» **KUTIPAN TEKS**
┏━━

Saya coba menelusuri perbedaan yang dimaksud. Saya teringat beberapa waktu yang lalu sempat membaca buku kecil tentang muslimin di Rusia. Bangsa-bangsa di Asia Tengah seperti Kazakh, Tajik, Kirghiz, Turkmen, termasuk pula Tatar menganut ahlus sunnah wal jamaah mazhab Hanafi. Karenanya pelaksanaan sholat mereka sedikit berbeda dengan bangsa-bangsa Kaukasus, yaitu Chechnya, Ingusetia, dan Dagestan yang bermazhab Syafi’i. Adapun Azerbaijan sebagian adalah sunni dengan mazhab hanafi, dan sebagian lagi yang berbatasan dengan Iran menganut syi’i. Saya sampaikan duduk masalahnya, sehingga Baudin mengerti.

Lantas Kami bercakap-cakap tentang Masjid yang ada di Moskow. Ia mengira hanya ada 2 masjid saja di sini, Prospek Mira dan Balsoi Tatarski. Saya membetulkan bahwa sesungguhnya ada 5 masjid yang telah berdiri. Satu lagi di kompleks museum perjuangan Kutuzovski, dan 2 lainnya di rayon Otradnoye. Dua masjid yang saya sebutkan terakhir terletak dalam satu kompleks ibadah yang di dalamnya juga terdapat gereja ortodoks dan sinagog yahudi.

Saya teringat percakapan dengan imam masjid, Syekh Shihabuddin, ketika pertama kali mengunjungi masjid di Otradnoye itu.
"Ijin pembangunan masjid sangat sulit di Moskow ini. Namun kami tidak kehabisan akal mengupayakannya. Seorang deputat muslim keturunan Tatar melobbi pemerintah untuk diijinkan membangun sebuah komplek rumah ibadah" ujar beliau. Ijin akhirnya keluar, dan pembangunan segera dilakukan.
"Karena terikat janji, maka kami juga mendirikan sebuah Gereja kecil dan Sinagog kecil di kompleks di komplek ini" lanjut Imam tersebut.

┗━━

» **TANTANGAN TUGAS**
1. Jawab pertanyaan berikut berdasarkan kutipan tentang masjid di Moskow.
(a) Mazhab apa yang dianut bangsa Chechnya, Ingusetia, dan Dagestan?
(b) Berapa masjid yang menurut penulis sebenarnya sudah berdiri di Moskow?
(c) Siapa yang melobi pemerintah agar pembangunan kompleks rumah ibadah diizinkan?
2. Tolong sambung kutipan tentang masjid di Moskow, dimulai sesudah kalimat terakhirnya.
Item-item sesudah kutipan tentang masjid di Moskow ini merupakan materi tersendiri.

» **KUMPULAN DATA**

┏━━

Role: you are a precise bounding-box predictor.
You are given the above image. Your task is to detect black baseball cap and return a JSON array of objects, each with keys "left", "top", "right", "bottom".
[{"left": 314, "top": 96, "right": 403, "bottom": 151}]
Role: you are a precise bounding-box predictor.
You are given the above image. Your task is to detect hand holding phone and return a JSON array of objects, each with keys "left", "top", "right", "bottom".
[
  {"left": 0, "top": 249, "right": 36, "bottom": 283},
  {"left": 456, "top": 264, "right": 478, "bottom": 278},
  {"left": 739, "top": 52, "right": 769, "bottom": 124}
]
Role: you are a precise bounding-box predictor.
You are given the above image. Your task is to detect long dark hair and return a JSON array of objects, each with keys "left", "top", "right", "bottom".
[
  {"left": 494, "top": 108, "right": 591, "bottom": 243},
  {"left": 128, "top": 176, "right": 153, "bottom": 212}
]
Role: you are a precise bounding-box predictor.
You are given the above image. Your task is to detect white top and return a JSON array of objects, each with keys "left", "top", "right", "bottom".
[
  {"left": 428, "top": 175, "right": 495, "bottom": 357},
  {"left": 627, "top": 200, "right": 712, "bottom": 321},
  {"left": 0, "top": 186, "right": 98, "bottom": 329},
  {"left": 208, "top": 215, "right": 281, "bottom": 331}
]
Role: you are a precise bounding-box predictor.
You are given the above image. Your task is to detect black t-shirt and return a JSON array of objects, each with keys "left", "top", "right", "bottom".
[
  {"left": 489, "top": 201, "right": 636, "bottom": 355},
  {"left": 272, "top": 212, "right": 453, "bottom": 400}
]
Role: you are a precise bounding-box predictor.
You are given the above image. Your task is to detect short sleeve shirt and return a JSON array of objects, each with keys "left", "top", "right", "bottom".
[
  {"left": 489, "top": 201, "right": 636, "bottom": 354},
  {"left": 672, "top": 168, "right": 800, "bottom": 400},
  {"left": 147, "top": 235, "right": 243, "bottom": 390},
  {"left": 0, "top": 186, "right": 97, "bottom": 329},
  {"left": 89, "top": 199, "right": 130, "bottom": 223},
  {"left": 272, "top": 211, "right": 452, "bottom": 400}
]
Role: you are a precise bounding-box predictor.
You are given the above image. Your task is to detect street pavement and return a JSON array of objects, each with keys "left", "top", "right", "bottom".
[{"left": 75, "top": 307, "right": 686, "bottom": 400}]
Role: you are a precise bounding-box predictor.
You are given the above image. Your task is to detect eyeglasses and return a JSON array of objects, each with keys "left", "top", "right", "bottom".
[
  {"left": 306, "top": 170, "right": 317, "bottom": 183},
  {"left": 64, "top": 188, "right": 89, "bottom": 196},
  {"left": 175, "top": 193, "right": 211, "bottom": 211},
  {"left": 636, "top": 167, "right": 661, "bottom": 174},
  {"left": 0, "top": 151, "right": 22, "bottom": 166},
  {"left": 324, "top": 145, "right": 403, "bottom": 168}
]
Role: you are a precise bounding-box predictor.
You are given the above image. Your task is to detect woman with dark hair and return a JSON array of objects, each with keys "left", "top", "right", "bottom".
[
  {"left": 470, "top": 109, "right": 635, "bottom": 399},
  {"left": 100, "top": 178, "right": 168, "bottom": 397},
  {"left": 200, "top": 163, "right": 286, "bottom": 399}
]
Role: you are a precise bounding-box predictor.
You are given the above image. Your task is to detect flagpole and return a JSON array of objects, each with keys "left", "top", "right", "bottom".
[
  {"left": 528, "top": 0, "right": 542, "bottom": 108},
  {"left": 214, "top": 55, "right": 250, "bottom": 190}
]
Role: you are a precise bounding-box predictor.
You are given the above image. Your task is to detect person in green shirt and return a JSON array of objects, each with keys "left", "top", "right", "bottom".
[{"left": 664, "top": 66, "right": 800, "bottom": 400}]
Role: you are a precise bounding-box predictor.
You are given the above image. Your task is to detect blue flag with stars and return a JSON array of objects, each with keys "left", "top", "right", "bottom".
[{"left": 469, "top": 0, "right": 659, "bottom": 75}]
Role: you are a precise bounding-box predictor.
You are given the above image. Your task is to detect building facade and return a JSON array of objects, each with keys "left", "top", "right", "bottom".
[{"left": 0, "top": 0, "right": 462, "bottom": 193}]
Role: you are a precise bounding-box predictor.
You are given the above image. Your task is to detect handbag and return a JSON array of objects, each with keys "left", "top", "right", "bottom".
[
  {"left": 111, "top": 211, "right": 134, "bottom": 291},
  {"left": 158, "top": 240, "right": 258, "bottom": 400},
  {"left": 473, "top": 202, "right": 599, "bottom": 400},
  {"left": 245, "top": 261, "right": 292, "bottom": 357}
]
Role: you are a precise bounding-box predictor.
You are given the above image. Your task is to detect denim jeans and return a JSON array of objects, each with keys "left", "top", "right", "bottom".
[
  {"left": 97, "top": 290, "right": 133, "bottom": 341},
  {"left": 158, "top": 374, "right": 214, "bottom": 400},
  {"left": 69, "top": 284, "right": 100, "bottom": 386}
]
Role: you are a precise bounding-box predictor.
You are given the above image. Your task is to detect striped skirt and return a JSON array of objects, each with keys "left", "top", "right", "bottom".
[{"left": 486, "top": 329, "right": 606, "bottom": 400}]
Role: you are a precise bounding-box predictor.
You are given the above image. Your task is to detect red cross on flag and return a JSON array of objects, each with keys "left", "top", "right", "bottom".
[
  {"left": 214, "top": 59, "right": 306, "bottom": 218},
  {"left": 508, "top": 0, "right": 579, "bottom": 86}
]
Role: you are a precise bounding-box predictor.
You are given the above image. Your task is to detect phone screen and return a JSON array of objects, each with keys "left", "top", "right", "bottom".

┗━━

» **JAWABAN TUGAS**
1.
(a) Mazhab Syafi'i.
(b) Lima masjid.
(c) Seorang deputat muslim keturunan Tatar.

2.
"Alhamdulillah, dengan cara tersebut Masjid yang cukup besar ini dapat berdiri" lanjut beliau dan menutup pembicaraan kami. Deputat adalah sebutan untuk anggota Duma, Parlemen Rusia. Setiap propinsi memiliki wakilnya di Duma.

Saya pernah beberapa kali berbaur dengan saudara-saudara muslim di Masjid Pusat, Prospek Mira. Masjid terbesar di antara 5 masjid yang ada di Moskow itu dan terletak persis di sudut komplek olahraga Olimpiski. Di sanalah dulu dilaksanakan Olimpiade dunia tahun 1980.
Sungguh menyenangkan dapat berkenalan dengan muslim dari berbagai bangsa: Chechnya, Dagestan, Tajik, dan Rusia. Saya juga berkenalan dengan saudara dari Palestina, Tanzania, Aljazair, dan Azerbaijan. Perbedaan-perbedaan yang terlihat dalam praktek ibadah kami, seperti sholat, memang seringkali menjadi bahan perdebatan. Namun tidak pernah dipersoalkan berlarut-larut. Kami saling memahami latarbelakang mazhab masing-masing, dan kami tetap melaksanakan sholat berjamaah bersama.

Kemudian Baudin melanjutkan kisahnya mengenai muslim Chechnya di Grozni. Ia terkenang bahwa pernah suatu ketika di tahun 80-an, saat Rusia masih bagian dari Uni Sovyet, sebagian kaum muslim yang peduli terhadap nasib umatnya berupaya mendirikan Masjid dan Madrasah di sana. Pembangunan berjalan lancar, meskipun bangunan yang akhirnya berdiri sangat sederhana. Aktivitas keislaman kemudian meningkat. Banyak muslimin chechnya yang sadar pada kebodohannya dan mulai mengenal huruf arab di madrasah itu.

"Tahun pertama berjalan dengan baik. Hingga tahun keduapun Madrasah masih aktif dan berjalan dengan lancar. Tapi...." Baudin menarik nafas dan berkata dengan tatapan sayu.
"Pada tahun ketiga pemerintah Uni Sovyet, melalui tangan-tangan KGB, menghentikan semua aktivitas masjid dan madrasah itu. Masjid ditutup dan dijadikan gudang. Begitu pula madrasahnya. Para guru-guiru ditangkapi, dan saya tidak tahu nasib mereka selanjutnya, Ocen Zhal! Sungguh sayang!" Kenang Baudin, sedih.

“Selama Komunis berkuasa, kebebasan beragama kami direnggut” Baudin melanjutkan.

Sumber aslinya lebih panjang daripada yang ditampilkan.